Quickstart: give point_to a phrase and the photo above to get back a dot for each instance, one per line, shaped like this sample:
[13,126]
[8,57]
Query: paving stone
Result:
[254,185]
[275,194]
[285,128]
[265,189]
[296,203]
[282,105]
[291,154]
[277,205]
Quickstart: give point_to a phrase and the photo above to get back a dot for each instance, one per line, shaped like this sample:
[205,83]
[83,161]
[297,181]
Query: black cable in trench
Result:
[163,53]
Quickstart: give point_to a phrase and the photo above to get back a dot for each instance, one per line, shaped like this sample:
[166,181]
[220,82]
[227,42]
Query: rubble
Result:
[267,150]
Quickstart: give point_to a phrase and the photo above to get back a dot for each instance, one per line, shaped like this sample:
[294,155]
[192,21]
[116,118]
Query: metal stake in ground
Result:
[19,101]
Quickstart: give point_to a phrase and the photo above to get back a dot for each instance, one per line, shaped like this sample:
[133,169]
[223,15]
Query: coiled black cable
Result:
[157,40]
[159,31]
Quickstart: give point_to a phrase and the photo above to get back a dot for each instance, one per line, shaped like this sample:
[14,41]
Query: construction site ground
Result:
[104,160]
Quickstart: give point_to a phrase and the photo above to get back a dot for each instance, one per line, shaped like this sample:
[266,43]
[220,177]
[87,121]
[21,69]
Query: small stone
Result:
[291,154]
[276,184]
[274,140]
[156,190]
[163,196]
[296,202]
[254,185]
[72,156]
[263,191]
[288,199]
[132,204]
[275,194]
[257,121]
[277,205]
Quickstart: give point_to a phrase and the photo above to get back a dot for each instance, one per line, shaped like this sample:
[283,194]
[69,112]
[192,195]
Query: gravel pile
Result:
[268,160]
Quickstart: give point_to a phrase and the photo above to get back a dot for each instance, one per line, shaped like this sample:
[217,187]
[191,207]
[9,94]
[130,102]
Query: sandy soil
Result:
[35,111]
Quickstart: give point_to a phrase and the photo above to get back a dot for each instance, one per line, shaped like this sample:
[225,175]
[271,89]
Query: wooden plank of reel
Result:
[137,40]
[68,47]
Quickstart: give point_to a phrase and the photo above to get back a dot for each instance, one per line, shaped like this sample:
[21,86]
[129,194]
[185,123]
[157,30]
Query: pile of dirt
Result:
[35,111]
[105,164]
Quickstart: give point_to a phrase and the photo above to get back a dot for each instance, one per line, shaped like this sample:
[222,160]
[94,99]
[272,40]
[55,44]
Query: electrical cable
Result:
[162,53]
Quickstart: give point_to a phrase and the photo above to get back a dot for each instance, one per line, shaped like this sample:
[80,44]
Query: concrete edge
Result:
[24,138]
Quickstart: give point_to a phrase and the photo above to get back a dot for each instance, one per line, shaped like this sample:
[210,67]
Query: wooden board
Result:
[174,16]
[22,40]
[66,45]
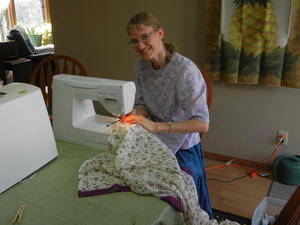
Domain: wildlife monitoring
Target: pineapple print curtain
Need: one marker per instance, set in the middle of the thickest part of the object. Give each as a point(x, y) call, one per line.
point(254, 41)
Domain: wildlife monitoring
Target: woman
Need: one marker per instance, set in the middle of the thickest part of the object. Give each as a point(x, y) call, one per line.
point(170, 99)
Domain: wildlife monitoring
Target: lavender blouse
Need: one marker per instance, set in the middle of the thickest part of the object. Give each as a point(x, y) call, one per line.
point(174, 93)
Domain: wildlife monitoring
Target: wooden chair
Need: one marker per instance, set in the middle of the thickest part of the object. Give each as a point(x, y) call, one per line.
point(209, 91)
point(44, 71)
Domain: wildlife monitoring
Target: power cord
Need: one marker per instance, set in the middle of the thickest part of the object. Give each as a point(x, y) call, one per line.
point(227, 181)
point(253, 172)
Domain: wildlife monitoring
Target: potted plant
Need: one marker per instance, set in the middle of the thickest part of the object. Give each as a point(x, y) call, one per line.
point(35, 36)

- - -

* **How to complete this task**
The copy you write must hold every record verbatim and none of the pictures.

* **Output for this task**
Quickstart: give point_to a phrase and the photo above to get back a dot for each instance, one per line, shaped like this sample:
[13,126]
[8,57]
Query: paving stone
Result:
[254,185]
[275,194]
[285,128]
[265,189]
[296,203]
[282,105]
[291,154]
[277,205]
Quickstart: give point_to a phrase and the photo above to get back a dot for each instance, one per line, shaped like this sample:
[205,83]
[83,161]
[297,181]
Query: black cable in trench
Result:
[163,53]
Quickstart: give point_to a phrase and the photo above to get back a dot for each instance, one per line, shaped like this sample:
[166,181]
[220,82]
[227,42]
Query: rubble
Result:
[267,150]
Quickstart: give point_to a phrase and the photo above to get back a dot for each instance, one per line, shaped like this sample:
[294,155]
[192,21]
[116,118]
Query: metal stake in ground
Result:
[19,101]
Quickstart: give point_to a phrase and the photo above to get back a dot for each instance, one per line, shaped like this sample:
[133,169]
[223,15]
Query: coiled black cable
Result:
[157,40]
[159,31]
Quickstart: give point_to a phrase and the photo above to get back a dot for each instance, one per line, shaped like this sample:
[14,41]
Query: construction site ground
Result:
[104,160]
Quickstart: give point_to a phrase and the photo above to get back a dot for each instance, one per line, shaped like this sample:
[266,43]
[220,177]
[87,121]
[21,69]
Query: small stone
Result:
[291,154]
[276,184]
[274,140]
[156,190]
[163,196]
[296,202]
[254,185]
[72,156]
[263,191]
[288,199]
[132,204]
[275,194]
[257,121]
[277,205]
Quickstart: give point_to a phrase and the photo above to get back a dot for each instance, one per line, shaped like this sample:
[283,194]
[69,112]
[192,195]
Query: gravel pile
Result:
[268,160]
Quickstart: give point_to a phrase and the photo above to get back a dot for each instance, one per line, shaped like this sample:
[217,187]
[191,207]
[9,94]
[130,102]
Query: sandy soil
Result:
[35,111]
Quickstart: give point_to a phrase and the photo above to get back a dot for each instance, one per line, shaped like this sample:
[225,175]
[271,89]
Query: wooden plank of reel
Result:
[137,40]
[68,47]
Quickstart: give point_to a phrase and the photo above to get back a dot for each instance, one per line, shaped like this sample:
[21,86]
[129,194]
[185,123]
[157,30]
Query: pile of dirt
Result:
[35,111]
[105,164]
Quickstart: give point_to a phrase and the photo above to get back a dot for each instance, one per line, shaped like this sample:
[222,160]
[94,99]
[272,40]
[55,44]
Query: electrical cable
Result:
[162,53]
Quickstart: give point_to a phrase and the photo above to get back a dot for each instance, one per line, shaped like this sample:
[80,44]
Query: concrete edge
Result:
[24,138]
Quickstart: give point_to a phrase and the photo above to get back a dot for each instance, one per line, shaped like this sample:
[210,67]
Query: wooden board
Result:
[174,16]
[22,40]
[66,45]
Domain: wildlife monitoring
Target: pineapple print curtain
Need: one marker per instance, set in the middle of the thickest part of the object. Give each as a point(x, y) call, one per line.
point(254, 41)
Domain: wildlife monitoring
Target: woman
Need: one marker per instance, set in the middle of the thickest part of the object. Give each as a point(x, y) call, one per line.
point(170, 99)
Domain: wildlife monitoring
Target: lavender blouse
Need: one marker per instance, set in the middle of the thickest part of the object. Give each as a point(x, y) call, one per line.
point(174, 93)
Domain: wildlife monitoring
Target: wooden chair
Need: one marker per instance, set in the middle of the thickest part of the object. Give each as a point(x, y) call, one per line.
point(209, 91)
point(44, 71)
Domain: wildlife monitoring
Target: power cord
Need: one marker per instance, set in the middle of the thickest part of the object. Give each as a point(x, y) call, one per line.
point(227, 181)
point(253, 172)
Domain: wildlife monitoring
Target: potted plant
Need: one marker per instance, set in the middle of the thickest part of the object. Give each as a point(x, y) call, one per line.
point(35, 36)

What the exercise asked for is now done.